Testo dato
Più volte ho sottolineato l’esigenza di portare in discussione, nelle sedi opportune, una visione d’insieme di un Piano di ampliamento e rigenerazione del Campus di Chieti e del Polo di Pescara, (chiamatelo “Masterplan”, chiamatelo “Progetto strategico”, chiamatelo come volete) e poi una volta condiviso il progetto complessivo di sviluppo, programmare un’attuazione per stralci funzionali ogni qualvolta il nostro bilancio ce lo consente o ogni qualvolta si presentano risorse straordinarie, senza più farci distrarre dalle sirene di proposte che non rientrano in questo disegno strategico.

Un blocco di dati
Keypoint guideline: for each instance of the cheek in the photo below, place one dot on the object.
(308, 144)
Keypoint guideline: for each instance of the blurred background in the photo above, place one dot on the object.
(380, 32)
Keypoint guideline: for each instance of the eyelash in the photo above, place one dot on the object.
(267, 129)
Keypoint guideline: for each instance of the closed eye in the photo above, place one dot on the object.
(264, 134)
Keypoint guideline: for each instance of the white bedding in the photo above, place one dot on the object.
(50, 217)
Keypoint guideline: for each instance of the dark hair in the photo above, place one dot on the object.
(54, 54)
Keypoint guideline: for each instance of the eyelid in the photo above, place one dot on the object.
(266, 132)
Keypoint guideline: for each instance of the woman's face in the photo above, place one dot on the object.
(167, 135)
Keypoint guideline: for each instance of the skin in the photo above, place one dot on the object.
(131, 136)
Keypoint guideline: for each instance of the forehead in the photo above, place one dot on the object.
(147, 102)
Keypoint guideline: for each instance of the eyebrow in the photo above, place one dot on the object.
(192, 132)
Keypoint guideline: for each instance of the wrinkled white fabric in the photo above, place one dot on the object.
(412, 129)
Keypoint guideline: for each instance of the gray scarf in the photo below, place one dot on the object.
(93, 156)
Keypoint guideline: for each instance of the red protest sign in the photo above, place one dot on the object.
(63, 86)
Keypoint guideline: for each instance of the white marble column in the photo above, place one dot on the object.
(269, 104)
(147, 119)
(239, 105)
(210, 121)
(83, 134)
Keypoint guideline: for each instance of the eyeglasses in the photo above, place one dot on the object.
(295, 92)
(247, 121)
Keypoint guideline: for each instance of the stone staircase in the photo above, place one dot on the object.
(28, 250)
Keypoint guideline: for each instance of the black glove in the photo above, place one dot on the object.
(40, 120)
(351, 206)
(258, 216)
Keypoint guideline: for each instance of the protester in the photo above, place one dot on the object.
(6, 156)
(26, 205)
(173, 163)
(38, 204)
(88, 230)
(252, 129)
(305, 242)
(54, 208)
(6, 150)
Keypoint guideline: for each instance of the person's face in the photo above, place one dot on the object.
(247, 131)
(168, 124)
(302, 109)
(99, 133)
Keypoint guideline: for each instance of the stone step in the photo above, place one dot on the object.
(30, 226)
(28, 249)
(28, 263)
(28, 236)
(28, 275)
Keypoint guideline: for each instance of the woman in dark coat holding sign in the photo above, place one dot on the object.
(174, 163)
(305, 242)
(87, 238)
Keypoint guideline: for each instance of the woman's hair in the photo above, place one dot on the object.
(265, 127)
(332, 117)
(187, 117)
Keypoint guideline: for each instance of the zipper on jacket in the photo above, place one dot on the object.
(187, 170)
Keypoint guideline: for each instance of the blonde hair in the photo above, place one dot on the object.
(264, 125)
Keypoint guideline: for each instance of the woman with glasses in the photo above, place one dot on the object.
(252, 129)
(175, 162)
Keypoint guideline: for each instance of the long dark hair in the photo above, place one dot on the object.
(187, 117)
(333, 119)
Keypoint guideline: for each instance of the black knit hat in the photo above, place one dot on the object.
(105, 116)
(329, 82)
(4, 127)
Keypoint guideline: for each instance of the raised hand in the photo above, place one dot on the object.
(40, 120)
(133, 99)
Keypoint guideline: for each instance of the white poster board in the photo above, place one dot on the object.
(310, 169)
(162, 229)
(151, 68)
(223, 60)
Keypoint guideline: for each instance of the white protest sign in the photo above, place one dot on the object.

Consegna 1
Raccogli tutte le righe delle voci in cui compare la parola "white".
Consegna 2
Prosegui il brano sul piano per il Campus di Chieti, riprendendo subito dopo la sua ultima frase.
Le voci non hanno alcun legame con il brano sul piano per il Campus di Chieti.

Risposta 1
Keypoint guideline: for each instance of the white bedding in the photo above, place one dot on the object.
Keypoint guideline: for each instance of the wrinkled white fabric in the photo above, place one dot on the object.
Keypoint guideline: for each instance of the white marble column in the photo above, place one dot on the object.
Keypoint guideline: for each instance of the white poster board in the photo above, place one dot on the object.
Keypoint guideline: for each instance of the white protest sign in the photo above, place one dot on the object.

Risposta 2
La mia idea – lo ricordo per l’ennesima volta – è che l’ampliamento della nostra Università a Pescara debba concentrarsi sulle aree di proprietà pubblica attigue al Polo Pindaro esistente, senza disperdere energie economiche e intellettive, su altre aree defunzionalizzate che ci sono in città o nell’area metropolitana e che ci vengono generosamente proposte dagli amministratori locali.  Le aree sul retro della nostra Università (quelle a fianco del Tribunale verso via Falcone Borsellino, per intenderci) sono di nostra proprietà: sono state oggetto di una permuta con l’edificio ex Aurum proprio allo scopo di realizzare l’ampliamento del Polo universitario pescarese.  Sempre allo stesso scopo in questi anni l’Università ha deviato il fosso Bardet che tagliava in due quelle aree e ha addirittura commissionato (e pagato) il progetto di ampliamento del “Nuovo Pindaro” ad uno degli studi di architettura più importanti d’Italia.  Per cui mi si deve spiegare la ragione per cui in questi ultimi anni invece di utilizzare quelle aree di “naturale espansione” le abbiamo lasciate in abbandono e siamo andati cercando altre aree su cui ampliarci in giro per la città.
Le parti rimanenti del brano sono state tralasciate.